| PROBLEM TO SOLVE |
Pull out every line of the listing below that contains the word "juice", and copy those lines in the order they appear.

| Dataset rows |
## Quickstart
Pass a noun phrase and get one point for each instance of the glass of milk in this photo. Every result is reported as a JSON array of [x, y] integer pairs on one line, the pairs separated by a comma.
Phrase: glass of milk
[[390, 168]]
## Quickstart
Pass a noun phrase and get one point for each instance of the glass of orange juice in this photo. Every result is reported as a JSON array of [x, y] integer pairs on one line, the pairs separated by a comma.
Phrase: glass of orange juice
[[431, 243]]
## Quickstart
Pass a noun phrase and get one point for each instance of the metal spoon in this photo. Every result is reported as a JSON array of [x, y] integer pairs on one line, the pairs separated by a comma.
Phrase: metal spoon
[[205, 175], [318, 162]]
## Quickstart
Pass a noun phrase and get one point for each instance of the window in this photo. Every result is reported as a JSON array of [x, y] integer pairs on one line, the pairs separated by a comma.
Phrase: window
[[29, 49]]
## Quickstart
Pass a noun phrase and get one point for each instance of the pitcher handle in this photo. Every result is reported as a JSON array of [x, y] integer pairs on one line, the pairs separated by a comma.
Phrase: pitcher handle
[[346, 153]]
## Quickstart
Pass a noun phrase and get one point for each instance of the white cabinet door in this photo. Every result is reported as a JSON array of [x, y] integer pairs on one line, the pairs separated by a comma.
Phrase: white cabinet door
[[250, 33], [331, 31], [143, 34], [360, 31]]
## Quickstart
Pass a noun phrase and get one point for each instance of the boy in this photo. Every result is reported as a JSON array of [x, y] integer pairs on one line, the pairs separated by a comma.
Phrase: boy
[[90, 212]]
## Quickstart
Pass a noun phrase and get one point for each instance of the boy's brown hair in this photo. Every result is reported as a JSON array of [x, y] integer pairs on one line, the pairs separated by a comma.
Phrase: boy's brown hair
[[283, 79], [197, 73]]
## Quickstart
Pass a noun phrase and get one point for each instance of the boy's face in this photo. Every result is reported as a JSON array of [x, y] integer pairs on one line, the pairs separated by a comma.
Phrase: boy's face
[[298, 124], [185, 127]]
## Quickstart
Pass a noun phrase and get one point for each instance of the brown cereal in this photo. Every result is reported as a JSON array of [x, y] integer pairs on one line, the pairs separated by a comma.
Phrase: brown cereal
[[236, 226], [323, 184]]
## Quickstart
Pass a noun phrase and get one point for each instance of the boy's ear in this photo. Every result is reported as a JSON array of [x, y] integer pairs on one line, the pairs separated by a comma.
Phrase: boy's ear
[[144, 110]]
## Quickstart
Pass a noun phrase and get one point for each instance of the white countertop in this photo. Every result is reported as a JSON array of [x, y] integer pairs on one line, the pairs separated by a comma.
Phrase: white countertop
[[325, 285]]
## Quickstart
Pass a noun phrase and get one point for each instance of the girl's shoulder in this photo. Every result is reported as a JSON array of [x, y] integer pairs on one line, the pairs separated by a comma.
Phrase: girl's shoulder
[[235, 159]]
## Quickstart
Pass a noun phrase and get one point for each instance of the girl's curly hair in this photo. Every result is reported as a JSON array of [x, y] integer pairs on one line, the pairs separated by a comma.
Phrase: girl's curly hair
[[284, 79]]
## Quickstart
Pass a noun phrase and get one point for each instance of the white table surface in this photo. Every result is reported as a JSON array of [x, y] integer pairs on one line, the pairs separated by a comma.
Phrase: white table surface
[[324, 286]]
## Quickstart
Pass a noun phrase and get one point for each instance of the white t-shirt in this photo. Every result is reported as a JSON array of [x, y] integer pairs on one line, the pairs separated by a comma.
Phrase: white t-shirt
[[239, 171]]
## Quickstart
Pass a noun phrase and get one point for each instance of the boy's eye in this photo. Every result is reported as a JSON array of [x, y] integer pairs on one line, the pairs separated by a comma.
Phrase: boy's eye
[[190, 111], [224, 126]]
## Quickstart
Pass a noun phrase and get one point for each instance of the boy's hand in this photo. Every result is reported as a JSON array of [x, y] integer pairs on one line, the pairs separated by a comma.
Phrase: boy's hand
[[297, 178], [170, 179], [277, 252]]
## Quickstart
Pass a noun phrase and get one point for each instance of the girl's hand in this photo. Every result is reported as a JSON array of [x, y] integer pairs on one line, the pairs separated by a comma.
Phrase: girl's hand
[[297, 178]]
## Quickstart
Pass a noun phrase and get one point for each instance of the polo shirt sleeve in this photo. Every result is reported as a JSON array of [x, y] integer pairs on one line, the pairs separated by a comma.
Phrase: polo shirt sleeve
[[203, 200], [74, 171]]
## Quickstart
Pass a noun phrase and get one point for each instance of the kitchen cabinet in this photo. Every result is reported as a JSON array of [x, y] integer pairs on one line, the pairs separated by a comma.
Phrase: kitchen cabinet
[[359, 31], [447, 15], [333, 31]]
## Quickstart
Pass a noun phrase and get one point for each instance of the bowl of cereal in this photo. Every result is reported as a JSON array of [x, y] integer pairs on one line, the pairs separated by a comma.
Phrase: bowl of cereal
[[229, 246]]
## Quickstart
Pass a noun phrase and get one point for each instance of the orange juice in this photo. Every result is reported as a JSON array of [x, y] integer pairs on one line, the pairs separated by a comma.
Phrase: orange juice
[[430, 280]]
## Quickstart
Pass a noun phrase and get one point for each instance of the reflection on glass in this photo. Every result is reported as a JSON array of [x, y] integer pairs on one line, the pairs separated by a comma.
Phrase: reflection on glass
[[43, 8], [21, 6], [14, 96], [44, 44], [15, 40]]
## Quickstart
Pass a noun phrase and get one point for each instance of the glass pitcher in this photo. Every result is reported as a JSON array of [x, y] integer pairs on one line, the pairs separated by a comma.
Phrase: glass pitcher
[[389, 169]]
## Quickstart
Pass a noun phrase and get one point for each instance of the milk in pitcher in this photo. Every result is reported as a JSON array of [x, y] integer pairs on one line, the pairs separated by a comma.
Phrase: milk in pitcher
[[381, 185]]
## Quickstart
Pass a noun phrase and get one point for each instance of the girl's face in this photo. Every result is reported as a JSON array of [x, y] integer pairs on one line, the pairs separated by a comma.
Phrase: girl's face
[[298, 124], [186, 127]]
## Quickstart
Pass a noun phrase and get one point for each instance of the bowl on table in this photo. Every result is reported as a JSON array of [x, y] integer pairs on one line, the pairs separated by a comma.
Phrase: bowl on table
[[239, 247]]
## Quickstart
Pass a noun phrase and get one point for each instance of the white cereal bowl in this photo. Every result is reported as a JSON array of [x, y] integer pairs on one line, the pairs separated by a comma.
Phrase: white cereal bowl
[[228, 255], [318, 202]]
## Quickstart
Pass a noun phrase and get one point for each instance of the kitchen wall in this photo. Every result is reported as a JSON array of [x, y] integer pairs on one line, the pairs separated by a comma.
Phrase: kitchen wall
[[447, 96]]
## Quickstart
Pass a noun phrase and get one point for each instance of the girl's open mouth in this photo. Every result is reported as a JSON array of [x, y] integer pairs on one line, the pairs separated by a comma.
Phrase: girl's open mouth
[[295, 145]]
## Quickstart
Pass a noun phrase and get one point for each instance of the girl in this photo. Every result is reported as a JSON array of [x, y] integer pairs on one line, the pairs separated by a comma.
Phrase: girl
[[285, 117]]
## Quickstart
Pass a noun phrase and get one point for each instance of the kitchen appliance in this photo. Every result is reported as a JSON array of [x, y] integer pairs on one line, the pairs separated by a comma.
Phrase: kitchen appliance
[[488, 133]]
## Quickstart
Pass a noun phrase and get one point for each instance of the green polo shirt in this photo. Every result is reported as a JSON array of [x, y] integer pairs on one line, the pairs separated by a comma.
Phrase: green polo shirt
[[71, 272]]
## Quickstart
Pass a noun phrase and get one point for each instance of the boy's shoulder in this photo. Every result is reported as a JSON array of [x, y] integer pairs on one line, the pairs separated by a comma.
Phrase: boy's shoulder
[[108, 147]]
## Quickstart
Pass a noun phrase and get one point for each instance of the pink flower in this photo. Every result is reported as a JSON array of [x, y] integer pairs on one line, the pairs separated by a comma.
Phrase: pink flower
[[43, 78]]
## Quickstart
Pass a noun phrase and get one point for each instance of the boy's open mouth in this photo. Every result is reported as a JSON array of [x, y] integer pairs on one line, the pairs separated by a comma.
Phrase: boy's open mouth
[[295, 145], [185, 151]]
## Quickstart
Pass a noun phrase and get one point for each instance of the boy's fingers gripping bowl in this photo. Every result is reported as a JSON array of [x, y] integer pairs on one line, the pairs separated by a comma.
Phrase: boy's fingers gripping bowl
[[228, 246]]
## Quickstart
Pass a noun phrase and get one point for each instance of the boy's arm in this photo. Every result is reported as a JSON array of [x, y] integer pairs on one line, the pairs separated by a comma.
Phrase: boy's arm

| OUTPUT OF THE EXERCISE |
Pass a noun phrase and get one point for each instance of the glass of orange juice in this photo. Every result is reported as a JSON array of [x, y] integer pairs on one line, the pairs separated by a comma.
Phrase: glass of orange juice
Pass a noun phrase and get one point for each instance of the orange juice in this photo. Every result is reported as a JSON array of [x, y] integer pairs on one line, the pairs separated by a comma.
Phrase: orange juice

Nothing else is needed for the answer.